▸ What is being asked: Which lines in the data below contain the string "positive"? Copy each of them out in full.

□ □ □ □ □ □ □

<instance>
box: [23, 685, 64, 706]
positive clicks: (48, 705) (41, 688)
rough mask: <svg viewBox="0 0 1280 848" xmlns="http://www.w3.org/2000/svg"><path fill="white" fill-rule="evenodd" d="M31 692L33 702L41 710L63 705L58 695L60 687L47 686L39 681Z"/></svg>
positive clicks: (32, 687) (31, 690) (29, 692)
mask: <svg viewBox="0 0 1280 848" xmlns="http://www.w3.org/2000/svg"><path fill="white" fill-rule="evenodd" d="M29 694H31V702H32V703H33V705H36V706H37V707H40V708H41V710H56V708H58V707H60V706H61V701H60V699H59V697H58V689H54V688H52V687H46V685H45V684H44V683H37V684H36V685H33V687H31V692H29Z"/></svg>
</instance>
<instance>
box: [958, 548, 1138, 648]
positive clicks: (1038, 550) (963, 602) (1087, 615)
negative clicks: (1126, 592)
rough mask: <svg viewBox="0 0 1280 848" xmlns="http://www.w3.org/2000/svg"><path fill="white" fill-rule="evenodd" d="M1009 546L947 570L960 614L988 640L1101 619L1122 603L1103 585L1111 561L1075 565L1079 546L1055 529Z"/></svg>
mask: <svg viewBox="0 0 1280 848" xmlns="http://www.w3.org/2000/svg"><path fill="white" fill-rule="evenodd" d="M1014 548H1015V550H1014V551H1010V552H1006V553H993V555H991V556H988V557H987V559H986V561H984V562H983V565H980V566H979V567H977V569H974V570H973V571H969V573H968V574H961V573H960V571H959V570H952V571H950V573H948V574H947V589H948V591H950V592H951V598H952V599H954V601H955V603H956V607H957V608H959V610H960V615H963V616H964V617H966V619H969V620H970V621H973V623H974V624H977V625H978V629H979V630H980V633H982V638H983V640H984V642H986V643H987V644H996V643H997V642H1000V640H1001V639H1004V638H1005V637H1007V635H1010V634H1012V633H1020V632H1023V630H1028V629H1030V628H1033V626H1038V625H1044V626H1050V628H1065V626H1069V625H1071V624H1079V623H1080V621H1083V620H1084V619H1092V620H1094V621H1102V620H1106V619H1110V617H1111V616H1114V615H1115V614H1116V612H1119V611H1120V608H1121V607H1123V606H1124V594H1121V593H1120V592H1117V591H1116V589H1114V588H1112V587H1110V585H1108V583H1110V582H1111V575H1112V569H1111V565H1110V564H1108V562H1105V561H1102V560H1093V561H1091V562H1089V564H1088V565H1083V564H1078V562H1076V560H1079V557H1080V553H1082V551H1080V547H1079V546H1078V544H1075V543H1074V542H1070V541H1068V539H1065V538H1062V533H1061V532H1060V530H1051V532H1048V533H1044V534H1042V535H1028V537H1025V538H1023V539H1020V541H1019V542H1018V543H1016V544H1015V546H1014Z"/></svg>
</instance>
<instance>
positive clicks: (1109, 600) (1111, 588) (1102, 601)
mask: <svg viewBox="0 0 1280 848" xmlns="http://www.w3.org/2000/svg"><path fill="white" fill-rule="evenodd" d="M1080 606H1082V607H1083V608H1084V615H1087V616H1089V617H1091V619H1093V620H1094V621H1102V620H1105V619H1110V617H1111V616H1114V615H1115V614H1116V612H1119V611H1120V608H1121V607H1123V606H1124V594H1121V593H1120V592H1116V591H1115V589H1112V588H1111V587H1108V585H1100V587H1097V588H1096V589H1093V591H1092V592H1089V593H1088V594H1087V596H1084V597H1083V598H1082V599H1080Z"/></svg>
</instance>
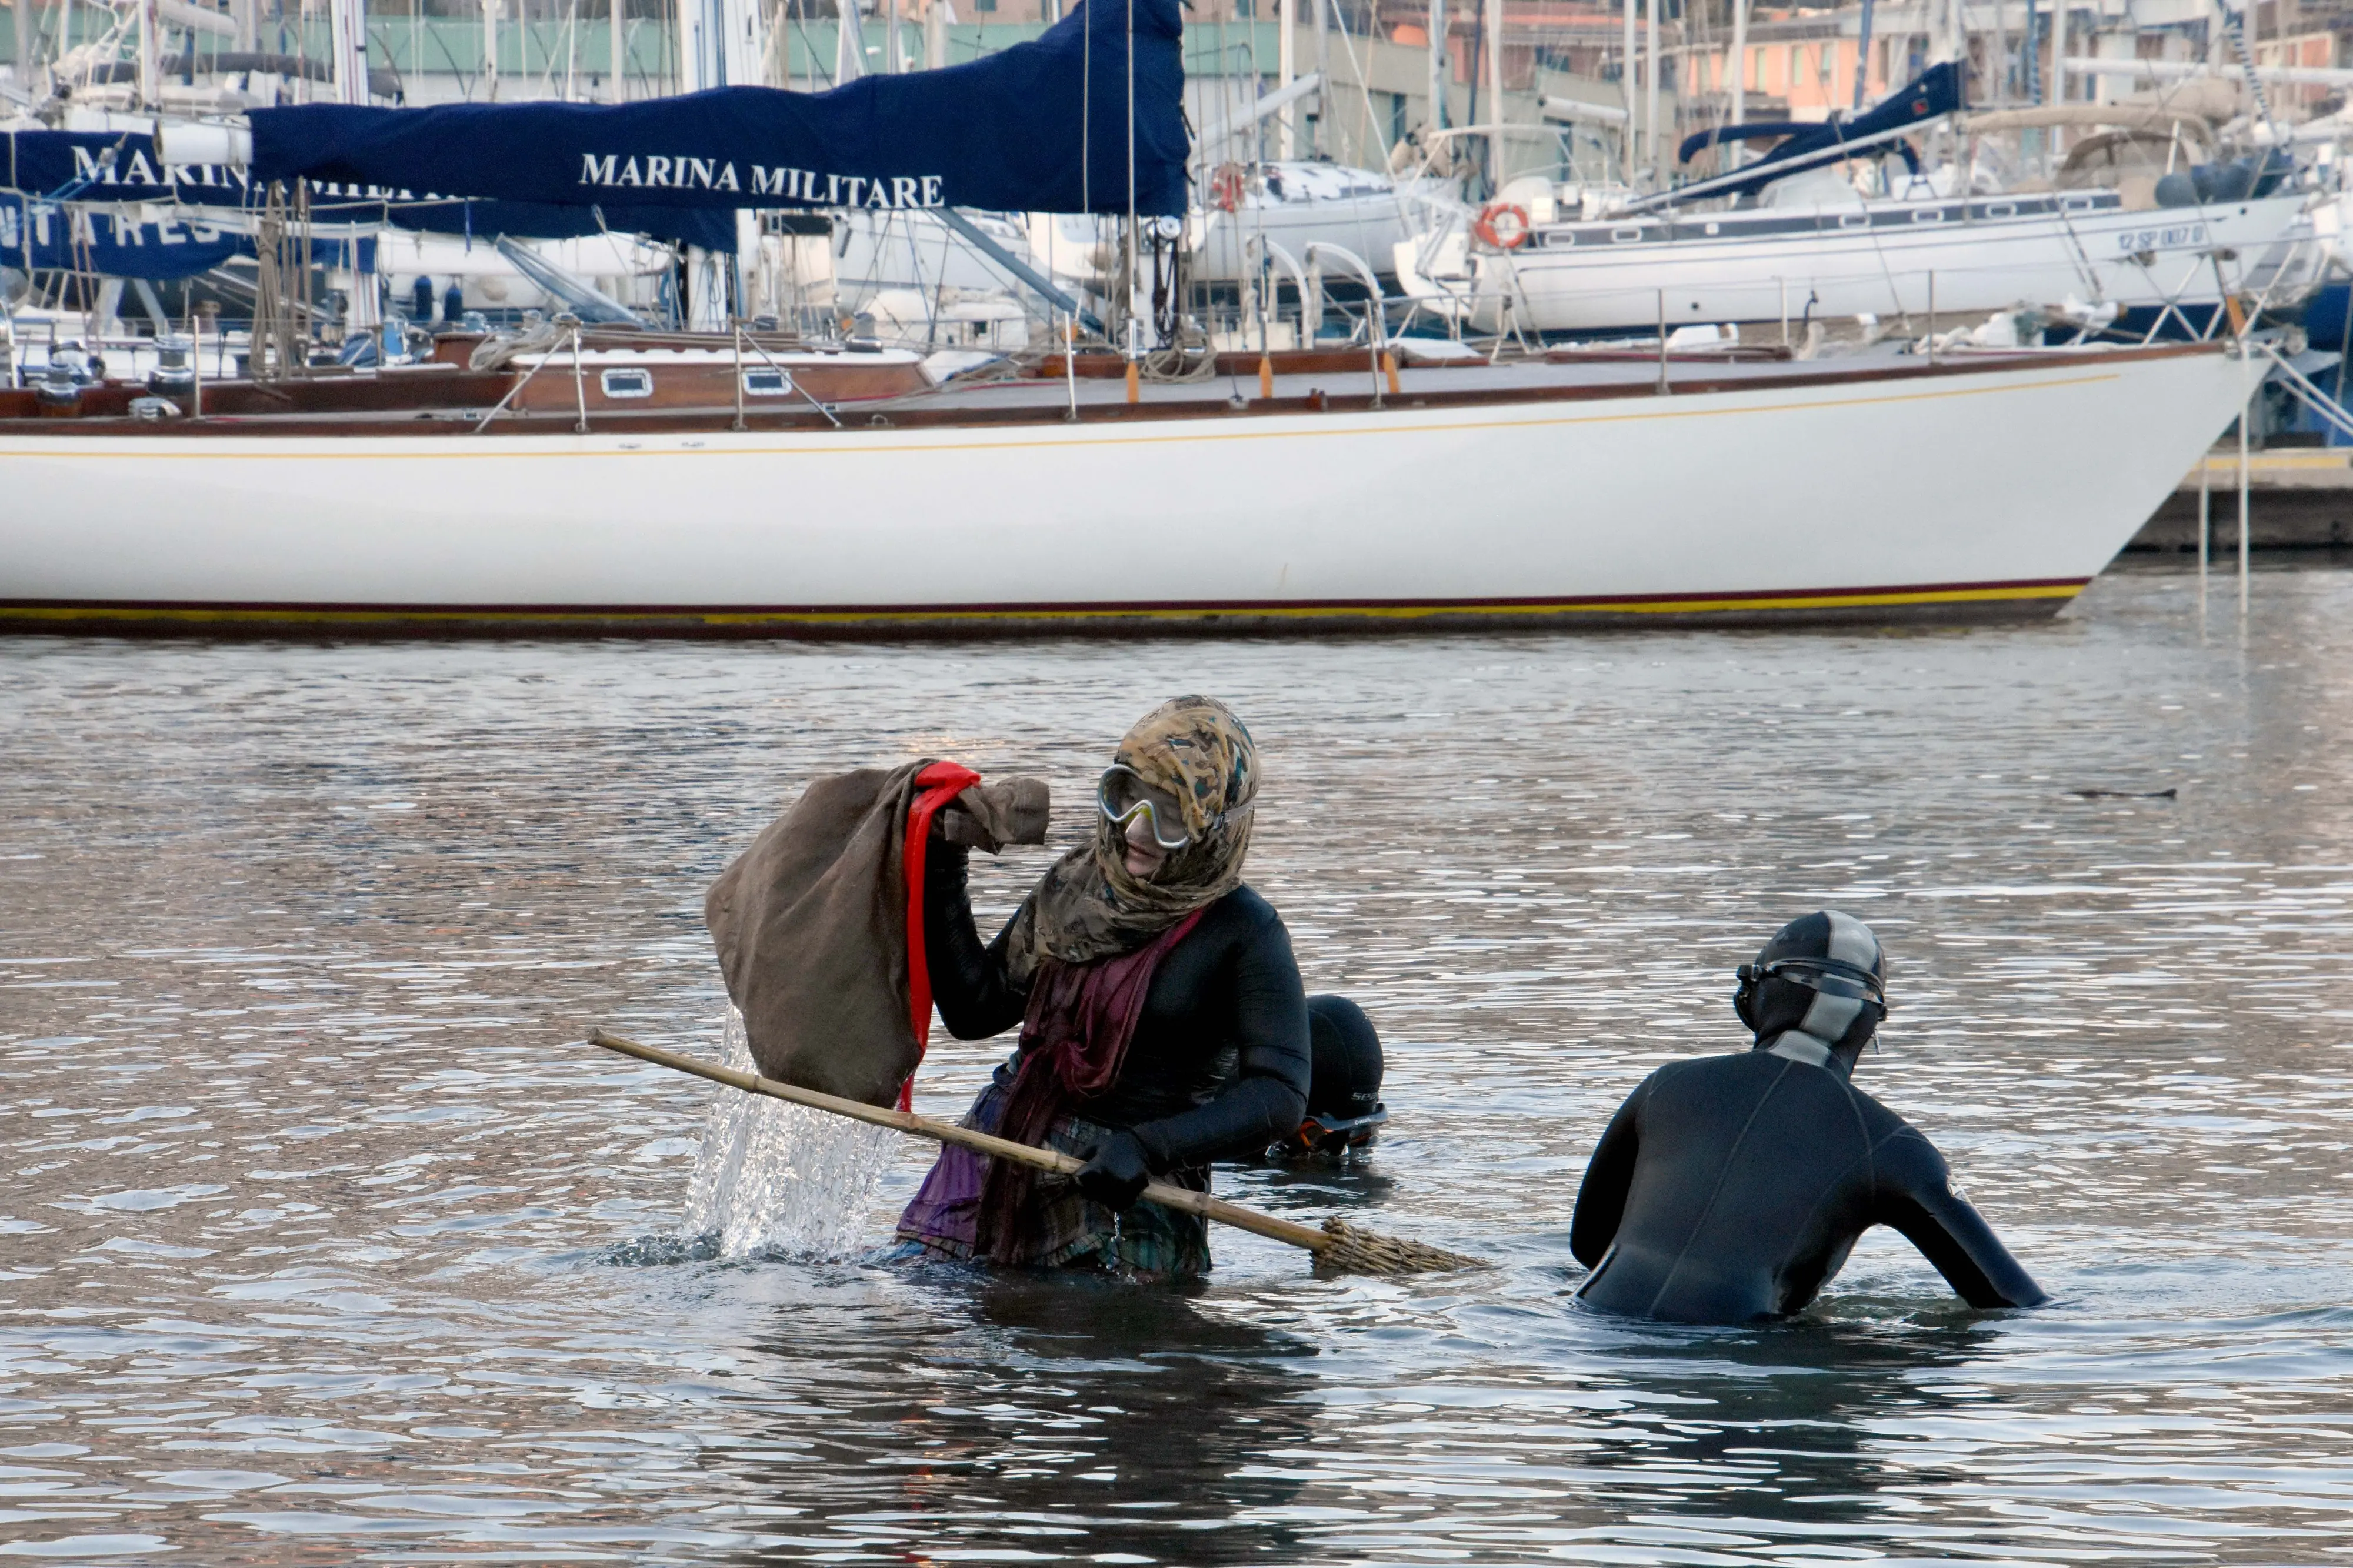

□ □ □ □ □ □ □

▸ Solution for this exercise:
positive clicks: (48, 705) (41, 688)
positive clicks: (32, 687) (31, 690) (29, 692)
positive clicks: (1038, 550) (963, 602) (1087, 615)
positive clicks: (1109, 600) (1111, 588) (1102, 601)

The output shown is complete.